## Begin Raw data

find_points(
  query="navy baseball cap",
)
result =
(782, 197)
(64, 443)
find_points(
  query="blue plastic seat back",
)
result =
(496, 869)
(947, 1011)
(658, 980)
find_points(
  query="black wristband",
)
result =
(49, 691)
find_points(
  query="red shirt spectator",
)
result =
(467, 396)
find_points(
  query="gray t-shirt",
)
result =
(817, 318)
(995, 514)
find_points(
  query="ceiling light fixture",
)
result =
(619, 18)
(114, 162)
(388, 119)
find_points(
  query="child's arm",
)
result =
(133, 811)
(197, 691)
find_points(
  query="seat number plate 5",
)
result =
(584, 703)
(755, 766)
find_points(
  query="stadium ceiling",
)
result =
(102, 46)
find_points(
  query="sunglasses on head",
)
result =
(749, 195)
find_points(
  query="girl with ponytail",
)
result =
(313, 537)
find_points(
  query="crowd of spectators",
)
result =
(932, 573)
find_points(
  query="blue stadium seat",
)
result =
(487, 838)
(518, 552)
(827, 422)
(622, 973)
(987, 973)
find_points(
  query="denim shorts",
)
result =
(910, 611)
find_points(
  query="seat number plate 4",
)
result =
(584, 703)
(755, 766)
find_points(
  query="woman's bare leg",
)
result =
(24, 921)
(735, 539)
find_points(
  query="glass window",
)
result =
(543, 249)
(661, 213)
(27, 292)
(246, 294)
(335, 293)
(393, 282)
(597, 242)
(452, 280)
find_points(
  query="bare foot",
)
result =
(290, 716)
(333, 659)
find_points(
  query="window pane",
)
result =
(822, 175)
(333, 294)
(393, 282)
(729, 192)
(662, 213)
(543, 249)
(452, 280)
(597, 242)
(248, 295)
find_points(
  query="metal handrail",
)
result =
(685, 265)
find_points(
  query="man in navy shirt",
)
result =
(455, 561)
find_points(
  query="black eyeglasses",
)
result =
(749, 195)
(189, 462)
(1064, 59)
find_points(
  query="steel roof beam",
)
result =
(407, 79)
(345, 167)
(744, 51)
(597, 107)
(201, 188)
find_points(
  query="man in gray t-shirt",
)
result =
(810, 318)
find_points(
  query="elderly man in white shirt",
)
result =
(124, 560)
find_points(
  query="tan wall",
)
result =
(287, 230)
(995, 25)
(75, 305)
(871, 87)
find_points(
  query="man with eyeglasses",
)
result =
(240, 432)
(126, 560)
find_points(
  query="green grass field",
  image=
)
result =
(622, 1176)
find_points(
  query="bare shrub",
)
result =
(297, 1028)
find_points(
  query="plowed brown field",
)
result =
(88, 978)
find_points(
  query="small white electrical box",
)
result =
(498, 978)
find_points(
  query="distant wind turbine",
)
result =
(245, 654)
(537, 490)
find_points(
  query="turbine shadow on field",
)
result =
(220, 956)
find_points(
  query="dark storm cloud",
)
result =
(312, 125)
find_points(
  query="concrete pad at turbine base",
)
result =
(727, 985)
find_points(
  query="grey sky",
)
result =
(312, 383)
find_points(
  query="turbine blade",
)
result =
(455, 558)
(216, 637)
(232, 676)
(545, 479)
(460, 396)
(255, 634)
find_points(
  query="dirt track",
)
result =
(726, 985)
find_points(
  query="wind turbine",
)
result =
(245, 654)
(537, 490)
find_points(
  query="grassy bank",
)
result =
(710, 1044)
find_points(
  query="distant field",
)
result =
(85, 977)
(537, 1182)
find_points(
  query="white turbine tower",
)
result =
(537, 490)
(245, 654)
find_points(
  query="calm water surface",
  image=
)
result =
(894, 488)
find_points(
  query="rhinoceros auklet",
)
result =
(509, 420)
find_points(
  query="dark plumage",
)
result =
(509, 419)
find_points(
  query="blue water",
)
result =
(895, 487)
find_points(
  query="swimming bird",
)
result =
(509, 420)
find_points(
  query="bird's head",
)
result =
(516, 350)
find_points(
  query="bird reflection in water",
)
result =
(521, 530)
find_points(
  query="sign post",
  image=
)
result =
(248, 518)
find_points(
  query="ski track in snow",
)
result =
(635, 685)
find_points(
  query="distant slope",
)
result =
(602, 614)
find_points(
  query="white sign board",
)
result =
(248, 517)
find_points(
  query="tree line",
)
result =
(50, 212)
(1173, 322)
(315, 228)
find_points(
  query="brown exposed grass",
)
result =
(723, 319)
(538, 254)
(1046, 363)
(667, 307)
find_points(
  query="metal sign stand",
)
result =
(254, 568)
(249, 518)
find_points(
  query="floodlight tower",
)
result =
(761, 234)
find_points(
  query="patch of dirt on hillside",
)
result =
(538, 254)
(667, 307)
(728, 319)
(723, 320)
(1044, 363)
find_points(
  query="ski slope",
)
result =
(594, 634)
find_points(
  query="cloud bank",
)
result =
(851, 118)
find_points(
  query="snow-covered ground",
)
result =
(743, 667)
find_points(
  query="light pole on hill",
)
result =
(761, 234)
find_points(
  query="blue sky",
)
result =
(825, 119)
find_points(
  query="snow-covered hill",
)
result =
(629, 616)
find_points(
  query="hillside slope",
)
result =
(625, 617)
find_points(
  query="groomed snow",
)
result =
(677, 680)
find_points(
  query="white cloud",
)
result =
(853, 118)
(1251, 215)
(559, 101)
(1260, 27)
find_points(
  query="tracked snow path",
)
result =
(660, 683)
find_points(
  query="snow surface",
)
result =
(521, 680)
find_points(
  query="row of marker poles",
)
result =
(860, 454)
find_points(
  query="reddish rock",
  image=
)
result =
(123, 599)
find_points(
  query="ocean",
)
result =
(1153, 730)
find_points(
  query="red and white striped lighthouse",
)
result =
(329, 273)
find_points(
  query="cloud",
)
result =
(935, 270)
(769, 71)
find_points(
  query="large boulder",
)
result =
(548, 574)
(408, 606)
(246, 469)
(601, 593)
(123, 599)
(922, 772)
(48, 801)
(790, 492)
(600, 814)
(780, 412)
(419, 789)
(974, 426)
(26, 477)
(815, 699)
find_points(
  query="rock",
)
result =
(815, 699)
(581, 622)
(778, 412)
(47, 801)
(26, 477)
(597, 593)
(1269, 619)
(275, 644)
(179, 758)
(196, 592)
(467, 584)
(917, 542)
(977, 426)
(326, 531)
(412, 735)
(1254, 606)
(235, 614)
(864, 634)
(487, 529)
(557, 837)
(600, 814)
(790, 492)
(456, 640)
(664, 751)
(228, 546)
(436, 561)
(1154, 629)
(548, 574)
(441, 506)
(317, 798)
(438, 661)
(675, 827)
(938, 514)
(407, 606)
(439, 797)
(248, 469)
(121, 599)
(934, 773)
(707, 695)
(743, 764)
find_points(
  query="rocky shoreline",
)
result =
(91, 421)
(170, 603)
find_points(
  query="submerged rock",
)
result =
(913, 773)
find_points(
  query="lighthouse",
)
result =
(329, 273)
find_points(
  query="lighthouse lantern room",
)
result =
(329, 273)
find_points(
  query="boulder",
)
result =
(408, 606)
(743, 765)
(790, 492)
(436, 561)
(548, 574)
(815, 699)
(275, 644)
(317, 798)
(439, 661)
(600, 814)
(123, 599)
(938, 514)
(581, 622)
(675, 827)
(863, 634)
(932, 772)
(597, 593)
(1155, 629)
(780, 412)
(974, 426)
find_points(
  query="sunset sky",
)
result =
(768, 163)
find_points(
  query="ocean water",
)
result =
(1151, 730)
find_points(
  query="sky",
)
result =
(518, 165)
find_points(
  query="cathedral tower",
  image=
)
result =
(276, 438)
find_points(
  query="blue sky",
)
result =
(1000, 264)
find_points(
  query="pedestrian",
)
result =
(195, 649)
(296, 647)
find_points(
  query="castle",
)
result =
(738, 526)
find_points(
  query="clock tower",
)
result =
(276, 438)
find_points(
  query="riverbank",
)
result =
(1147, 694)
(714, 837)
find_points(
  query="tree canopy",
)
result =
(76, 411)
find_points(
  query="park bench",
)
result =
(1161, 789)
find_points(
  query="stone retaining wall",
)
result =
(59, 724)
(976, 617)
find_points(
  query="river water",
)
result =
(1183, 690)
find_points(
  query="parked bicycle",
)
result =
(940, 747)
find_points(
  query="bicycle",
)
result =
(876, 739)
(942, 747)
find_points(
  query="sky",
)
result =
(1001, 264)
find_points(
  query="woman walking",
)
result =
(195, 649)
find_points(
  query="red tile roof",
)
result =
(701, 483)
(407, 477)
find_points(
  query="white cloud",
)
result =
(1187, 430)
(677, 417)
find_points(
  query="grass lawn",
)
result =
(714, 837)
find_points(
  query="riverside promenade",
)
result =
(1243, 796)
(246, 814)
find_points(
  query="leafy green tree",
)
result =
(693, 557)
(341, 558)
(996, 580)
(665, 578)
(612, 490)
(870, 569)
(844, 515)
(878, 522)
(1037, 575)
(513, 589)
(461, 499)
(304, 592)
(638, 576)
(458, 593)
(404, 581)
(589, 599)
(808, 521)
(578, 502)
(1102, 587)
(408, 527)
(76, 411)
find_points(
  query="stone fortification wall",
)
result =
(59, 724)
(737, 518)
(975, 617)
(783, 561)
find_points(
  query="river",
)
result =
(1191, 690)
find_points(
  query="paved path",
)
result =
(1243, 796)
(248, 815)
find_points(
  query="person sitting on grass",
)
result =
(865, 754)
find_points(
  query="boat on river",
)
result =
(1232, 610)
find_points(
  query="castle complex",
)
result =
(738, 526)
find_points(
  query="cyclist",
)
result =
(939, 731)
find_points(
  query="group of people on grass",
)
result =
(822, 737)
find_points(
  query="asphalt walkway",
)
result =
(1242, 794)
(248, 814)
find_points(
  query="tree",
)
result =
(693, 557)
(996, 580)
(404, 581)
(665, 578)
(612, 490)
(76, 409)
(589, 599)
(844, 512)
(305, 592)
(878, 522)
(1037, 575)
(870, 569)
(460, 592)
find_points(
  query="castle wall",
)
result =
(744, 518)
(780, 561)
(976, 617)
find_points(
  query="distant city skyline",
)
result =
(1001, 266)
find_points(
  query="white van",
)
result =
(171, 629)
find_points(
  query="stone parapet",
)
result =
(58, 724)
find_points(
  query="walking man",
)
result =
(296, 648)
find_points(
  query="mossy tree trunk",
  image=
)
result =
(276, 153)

## End Raw data

Gather every line of the records that contains the string "snow".

Solved exercise
  query="ski track in snow",
  query="snow-covered ground",
  query="snow-covered hill",
  query="groomed snow",
  query="tracked snow path",
  query="snow surface",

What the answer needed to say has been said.